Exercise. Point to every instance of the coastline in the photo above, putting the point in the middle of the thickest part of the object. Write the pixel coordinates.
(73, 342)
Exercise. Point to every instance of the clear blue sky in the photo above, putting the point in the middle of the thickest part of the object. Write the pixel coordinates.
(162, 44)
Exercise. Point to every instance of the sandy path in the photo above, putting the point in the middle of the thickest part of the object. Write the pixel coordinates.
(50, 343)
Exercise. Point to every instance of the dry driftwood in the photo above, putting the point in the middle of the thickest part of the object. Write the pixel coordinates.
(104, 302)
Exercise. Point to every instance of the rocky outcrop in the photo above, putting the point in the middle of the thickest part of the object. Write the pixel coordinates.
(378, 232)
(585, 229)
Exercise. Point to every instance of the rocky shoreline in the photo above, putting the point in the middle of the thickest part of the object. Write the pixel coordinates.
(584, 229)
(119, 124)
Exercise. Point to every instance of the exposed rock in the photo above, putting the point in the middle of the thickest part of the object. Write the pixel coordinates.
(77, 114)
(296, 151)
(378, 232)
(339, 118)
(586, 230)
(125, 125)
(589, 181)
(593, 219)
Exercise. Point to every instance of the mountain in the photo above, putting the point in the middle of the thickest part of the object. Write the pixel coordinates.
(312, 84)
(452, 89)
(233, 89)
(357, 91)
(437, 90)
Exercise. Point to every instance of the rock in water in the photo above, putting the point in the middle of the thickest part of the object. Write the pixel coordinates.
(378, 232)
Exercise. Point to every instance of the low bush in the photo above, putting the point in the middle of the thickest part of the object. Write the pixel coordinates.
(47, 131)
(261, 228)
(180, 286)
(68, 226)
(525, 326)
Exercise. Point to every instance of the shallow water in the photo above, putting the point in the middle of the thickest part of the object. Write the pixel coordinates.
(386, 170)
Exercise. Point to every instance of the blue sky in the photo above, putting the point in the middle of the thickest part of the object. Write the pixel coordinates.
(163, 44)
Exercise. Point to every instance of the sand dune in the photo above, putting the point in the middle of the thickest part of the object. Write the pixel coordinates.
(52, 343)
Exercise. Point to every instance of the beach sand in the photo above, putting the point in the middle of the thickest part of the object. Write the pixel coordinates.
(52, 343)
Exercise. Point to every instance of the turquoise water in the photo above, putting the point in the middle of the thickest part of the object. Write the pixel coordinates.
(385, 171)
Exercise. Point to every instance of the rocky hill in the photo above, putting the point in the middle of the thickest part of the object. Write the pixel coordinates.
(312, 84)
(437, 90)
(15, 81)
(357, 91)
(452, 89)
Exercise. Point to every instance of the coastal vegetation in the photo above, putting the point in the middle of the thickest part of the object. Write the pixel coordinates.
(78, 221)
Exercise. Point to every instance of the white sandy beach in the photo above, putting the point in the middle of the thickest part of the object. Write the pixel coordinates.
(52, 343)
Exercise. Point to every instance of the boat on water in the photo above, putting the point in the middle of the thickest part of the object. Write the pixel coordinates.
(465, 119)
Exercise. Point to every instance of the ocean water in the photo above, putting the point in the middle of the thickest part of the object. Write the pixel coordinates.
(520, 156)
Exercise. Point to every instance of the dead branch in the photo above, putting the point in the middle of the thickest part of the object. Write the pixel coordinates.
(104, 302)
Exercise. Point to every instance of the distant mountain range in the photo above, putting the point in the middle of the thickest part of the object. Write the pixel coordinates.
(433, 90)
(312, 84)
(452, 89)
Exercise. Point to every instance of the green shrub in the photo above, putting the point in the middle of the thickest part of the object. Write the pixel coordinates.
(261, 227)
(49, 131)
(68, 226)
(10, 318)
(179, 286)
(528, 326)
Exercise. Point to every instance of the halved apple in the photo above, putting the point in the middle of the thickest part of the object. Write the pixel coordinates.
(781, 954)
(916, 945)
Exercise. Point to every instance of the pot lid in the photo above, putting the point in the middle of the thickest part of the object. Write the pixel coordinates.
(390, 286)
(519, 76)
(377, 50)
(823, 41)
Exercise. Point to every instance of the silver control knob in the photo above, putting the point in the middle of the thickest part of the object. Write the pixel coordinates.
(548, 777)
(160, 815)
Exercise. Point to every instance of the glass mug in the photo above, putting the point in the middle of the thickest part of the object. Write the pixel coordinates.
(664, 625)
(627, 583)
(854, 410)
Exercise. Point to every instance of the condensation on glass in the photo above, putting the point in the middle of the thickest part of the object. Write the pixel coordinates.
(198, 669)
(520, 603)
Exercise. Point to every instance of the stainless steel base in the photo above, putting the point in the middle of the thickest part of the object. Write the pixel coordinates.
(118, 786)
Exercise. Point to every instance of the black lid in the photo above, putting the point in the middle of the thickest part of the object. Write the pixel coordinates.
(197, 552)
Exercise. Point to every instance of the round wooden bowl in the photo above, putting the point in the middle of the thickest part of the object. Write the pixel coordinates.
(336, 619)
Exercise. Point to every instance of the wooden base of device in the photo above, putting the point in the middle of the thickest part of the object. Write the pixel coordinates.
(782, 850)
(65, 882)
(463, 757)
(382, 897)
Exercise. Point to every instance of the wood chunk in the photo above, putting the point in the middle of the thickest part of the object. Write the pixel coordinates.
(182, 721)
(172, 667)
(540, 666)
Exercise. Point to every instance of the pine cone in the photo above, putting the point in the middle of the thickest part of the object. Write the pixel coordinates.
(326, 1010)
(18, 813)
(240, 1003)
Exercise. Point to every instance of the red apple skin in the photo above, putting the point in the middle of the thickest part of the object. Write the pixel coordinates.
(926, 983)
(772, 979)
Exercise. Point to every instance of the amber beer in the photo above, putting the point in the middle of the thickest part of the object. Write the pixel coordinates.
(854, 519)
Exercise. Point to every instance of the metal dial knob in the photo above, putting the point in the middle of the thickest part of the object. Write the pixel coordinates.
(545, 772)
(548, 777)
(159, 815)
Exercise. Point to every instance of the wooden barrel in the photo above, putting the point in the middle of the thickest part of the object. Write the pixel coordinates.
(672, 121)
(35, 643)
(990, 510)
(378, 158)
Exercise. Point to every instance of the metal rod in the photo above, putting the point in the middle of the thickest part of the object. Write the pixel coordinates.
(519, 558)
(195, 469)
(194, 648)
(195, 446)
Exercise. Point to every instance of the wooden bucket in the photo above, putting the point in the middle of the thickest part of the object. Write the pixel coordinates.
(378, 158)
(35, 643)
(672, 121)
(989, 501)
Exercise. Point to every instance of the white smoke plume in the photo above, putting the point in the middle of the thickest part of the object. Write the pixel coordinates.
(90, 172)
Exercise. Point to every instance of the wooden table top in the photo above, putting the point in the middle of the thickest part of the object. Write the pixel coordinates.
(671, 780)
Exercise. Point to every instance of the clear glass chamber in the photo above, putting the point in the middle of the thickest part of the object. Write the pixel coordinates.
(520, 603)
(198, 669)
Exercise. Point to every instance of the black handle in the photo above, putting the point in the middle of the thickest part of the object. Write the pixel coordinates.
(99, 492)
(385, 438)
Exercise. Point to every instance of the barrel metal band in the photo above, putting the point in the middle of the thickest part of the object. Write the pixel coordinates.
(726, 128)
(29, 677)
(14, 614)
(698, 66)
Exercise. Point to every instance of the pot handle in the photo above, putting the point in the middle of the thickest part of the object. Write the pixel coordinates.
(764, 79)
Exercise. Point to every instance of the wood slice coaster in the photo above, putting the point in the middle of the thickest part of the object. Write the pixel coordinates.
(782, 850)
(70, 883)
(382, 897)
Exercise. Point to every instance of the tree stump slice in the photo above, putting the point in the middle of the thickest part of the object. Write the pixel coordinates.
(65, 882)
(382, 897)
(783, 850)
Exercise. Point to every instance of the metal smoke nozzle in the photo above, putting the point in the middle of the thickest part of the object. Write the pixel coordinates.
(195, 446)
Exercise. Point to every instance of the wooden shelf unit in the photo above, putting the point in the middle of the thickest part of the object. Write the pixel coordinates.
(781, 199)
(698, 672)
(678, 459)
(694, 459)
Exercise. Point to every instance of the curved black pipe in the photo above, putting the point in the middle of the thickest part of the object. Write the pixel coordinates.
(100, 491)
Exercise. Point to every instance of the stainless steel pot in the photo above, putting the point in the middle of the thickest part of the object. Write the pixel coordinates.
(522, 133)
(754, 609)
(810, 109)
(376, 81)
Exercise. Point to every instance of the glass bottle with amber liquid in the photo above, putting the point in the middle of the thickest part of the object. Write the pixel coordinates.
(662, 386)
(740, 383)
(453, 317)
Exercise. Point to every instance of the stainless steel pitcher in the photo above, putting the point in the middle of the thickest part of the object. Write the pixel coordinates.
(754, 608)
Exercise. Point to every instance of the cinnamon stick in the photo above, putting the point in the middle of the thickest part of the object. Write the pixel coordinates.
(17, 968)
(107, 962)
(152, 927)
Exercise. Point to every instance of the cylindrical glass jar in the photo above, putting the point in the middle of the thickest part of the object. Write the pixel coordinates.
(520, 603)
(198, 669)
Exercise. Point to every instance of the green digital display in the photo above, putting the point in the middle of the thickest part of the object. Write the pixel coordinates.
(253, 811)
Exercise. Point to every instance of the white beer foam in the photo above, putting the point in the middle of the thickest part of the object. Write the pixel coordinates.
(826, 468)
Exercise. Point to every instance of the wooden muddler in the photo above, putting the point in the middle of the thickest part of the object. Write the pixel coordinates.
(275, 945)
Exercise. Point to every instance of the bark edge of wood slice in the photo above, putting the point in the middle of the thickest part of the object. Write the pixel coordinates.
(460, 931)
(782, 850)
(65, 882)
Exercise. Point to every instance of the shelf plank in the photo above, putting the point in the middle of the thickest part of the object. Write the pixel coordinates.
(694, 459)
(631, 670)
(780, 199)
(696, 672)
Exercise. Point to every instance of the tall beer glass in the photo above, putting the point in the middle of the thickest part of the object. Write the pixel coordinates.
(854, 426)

* * * * * * *

* How to complete this task
The required output is the exact sequence of lines from the one containing "Exercise. Point to every instance of the cinnamon" through the end of the listing, both endpoints included.

* Written response
Exercise. Point to every instance of the cinnamon stick in the photo above, putting the point in the middle of the thickest part of the object. Write the pixel coordinates.
(17, 968)
(107, 962)
(152, 927)
Exercise. Point to every instance of the cylindrical glass jar in the photo above, putting the point in the middle of the thickest part of the object. Write the pixel coordinates.
(520, 603)
(198, 669)
Exercise. Point to every instance of the green digital display in the photo above, putting the point in the middle of the thickest part of the object. Write the pixel coordinates.
(253, 811)
Exercise. Point to every instance of the white beer foam in the photo above, putting the point in the middle of the thickest part of the object. Write the pixel coordinates.
(826, 468)
Exercise. Point to every instance of the wooden muddler in the photo above, putting the point in the middle of the thickest part of the object. Write the pixel coordinates.
(275, 945)
Exercise. Point to every instance of the bark edge of wood slice in the photo above, putting the point in the middle of the thickest part of the object. Write the pixel coordinates.
(460, 931)
(782, 850)
(65, 882)
Exercise. Point to every instance of the shelf plank in the photo above, putting the point in the middle of the thickest part of the object. Write the pixel coordinates.
(694, 459)
(631, 670)
(780, 199)
(696, 672)
Exercise. Point to every instance of the tall beer glass in the photo above, putting the point in the middle of the thickest part of the object. Write the pixel coordinates.
(854, 426)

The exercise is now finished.